Exercise goal: Leaving out every picture, copy the lines of the data exactly, from the first through the line containing "Object class to annotate: blue banner".

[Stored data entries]
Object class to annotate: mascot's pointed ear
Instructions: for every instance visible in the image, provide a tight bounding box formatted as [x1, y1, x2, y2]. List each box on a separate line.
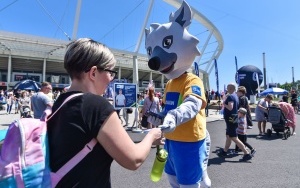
[169, 0, 192, 28]
[150, 23, 160, 32]
[145, 28, 150, 38]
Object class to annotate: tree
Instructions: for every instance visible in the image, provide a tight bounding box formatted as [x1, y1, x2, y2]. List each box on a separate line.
[278, 80, 300, 92]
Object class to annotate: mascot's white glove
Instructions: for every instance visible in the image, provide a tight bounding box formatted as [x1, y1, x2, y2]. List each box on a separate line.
[159, 95, 203, 133]
[158, 114, 176, 133]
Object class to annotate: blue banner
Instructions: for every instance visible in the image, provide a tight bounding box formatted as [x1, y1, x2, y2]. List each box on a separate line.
[114, 83, 137, 109]
[194, 62, 199, 77]
[214, 59, 219, 93]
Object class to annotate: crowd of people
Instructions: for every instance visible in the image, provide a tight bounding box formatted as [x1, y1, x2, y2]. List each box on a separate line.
[0, 85, 67, 118]
[216, 84, 297, 161]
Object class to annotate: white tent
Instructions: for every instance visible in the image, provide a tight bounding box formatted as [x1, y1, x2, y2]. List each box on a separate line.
[259, 87, 288, 96]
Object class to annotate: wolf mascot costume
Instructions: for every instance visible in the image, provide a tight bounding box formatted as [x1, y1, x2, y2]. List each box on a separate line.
[145, 1, 211, 187]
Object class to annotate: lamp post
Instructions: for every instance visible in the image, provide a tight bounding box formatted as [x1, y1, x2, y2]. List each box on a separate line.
[262, 52, 267, 90]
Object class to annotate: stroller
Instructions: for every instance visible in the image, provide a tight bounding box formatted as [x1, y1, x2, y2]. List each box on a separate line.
[20, 105, 32, 118]
[266, 106, 291, 140]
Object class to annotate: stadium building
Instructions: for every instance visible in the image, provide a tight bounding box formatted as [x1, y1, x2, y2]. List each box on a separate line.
[0, 0, 223, 93]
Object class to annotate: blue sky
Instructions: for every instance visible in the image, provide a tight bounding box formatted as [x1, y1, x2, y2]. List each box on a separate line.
[1, 0, 299, 91]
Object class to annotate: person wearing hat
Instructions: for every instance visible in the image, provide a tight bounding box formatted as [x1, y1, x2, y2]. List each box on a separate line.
[235, 107, 256, 156]
[22, 107, 33, 118]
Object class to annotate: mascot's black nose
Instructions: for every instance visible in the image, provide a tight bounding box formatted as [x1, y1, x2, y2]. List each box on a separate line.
[148, 57, 160, 71]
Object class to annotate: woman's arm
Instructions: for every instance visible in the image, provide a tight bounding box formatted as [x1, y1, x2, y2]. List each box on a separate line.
[258, 100, 267, 111]
[97, 112, 163, 170]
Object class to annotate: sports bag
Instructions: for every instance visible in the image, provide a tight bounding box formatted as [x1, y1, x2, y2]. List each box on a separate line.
[0, 93, 97, 188]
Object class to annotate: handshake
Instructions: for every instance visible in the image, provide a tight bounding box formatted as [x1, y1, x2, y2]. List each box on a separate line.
[147, 111, 176, 133]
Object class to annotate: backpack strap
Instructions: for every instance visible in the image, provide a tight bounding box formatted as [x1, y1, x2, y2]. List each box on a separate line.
[55, 138, 97, 177]
[43, 93, 84, 122]
[49, 93, 98, 179]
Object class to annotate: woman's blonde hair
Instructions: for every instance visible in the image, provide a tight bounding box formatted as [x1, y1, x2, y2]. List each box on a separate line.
[266, 94, 274, 100]
[21, 90, 27, 97]
[64, 38, 116, 79]
[148, 87, 155, 102]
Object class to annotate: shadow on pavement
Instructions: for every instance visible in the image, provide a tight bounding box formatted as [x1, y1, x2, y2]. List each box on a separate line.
[0, 124, 10, 127]
[208, 147, 250, 165]
[247, 134, 286, 141]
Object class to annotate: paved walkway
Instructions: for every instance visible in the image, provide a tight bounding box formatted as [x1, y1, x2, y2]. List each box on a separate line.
[0, 107, 257, 128]
[0, 108, 226, 130]
[4, 106, 299, 188]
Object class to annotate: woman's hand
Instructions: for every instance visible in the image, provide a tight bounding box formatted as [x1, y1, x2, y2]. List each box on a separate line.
[264, 107, 269, 112]
[148, 128, 165, 145]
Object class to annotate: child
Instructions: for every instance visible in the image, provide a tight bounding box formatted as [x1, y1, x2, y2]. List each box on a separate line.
[235, 107, 256, 156]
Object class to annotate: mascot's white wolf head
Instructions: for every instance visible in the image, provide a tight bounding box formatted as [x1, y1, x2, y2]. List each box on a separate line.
[145, 1, 201, 80]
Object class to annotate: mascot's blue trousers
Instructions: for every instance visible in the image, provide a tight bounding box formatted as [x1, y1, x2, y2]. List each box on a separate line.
[165, 130, 211, 188]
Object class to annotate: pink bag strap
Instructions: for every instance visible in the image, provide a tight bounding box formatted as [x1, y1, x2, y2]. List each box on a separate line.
[48, 93, 98, 177]
[43, 93, 84, 122]
[55, 138, 98, 177]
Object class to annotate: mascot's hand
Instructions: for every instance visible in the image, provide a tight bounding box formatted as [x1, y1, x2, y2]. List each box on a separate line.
[158, 114, 176, 133]
[147, 111, 165, 127]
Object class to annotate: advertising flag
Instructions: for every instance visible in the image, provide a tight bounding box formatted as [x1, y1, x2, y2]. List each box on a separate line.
[235, 56, 240, 86]
[214, 59, 219, 93]
[194, 62, 199, 77]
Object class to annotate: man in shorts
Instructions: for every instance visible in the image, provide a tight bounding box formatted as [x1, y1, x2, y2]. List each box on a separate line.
[217, 83, 252, 161]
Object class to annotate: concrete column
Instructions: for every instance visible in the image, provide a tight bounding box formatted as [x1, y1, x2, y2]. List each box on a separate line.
[161, 74, 164, 89]
[263, 52, 267, 90]
[7, 55, 12, 90]
[206, 74, 210, 91]
[149, 71, 153, 83]
[42, 58, 46, 82]
[202, 73, 207, 91]
[132, 56, 139, 84]
[118, 66, 122, 81]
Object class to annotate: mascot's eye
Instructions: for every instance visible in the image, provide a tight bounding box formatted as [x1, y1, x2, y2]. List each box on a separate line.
[147, 47, 152, 56]
[162, 36, 173, 49]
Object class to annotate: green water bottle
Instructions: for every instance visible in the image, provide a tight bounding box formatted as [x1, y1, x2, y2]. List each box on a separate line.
[150, 146, 168, 182]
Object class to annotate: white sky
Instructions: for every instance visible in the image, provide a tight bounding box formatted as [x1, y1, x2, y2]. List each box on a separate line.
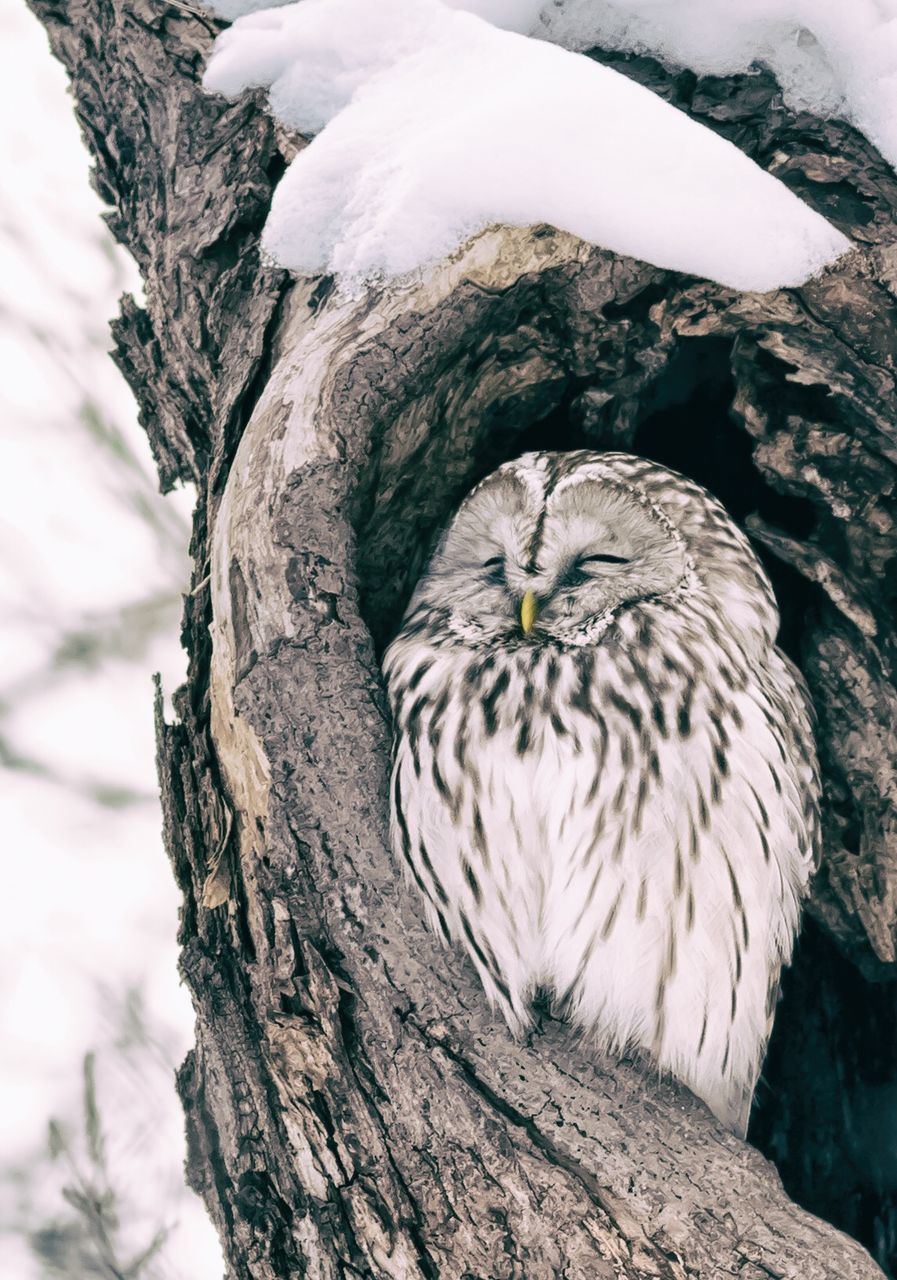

Your solution:
Object class to annotate: mascot's pointed ear
Instructions: for every instance visible in the image, provide a tight bounding box formatted as [x1, y1, x2, y2]. List each box on a separate line.
[169, 0, 192, 28]
[150, 23, 160, 32]
[145, 28, 150, 38]
Object class to annotate: tree
Instructions: for every instance visible in the image, provide a tight bounding box formatted as [x1, y1, x2, y2]. List each box on a separate line.
[278, 80, 300, 92]
Object class to annotate: mascot's white glove
Instructions: for every instance visible in the image, provide a tight bounding box formatted as [x1, y1, x2, y2]. List each box on a separate line.
[159, 95, 203, 133]
[158, 114, 176, 133]
Object class to annotate: blue banner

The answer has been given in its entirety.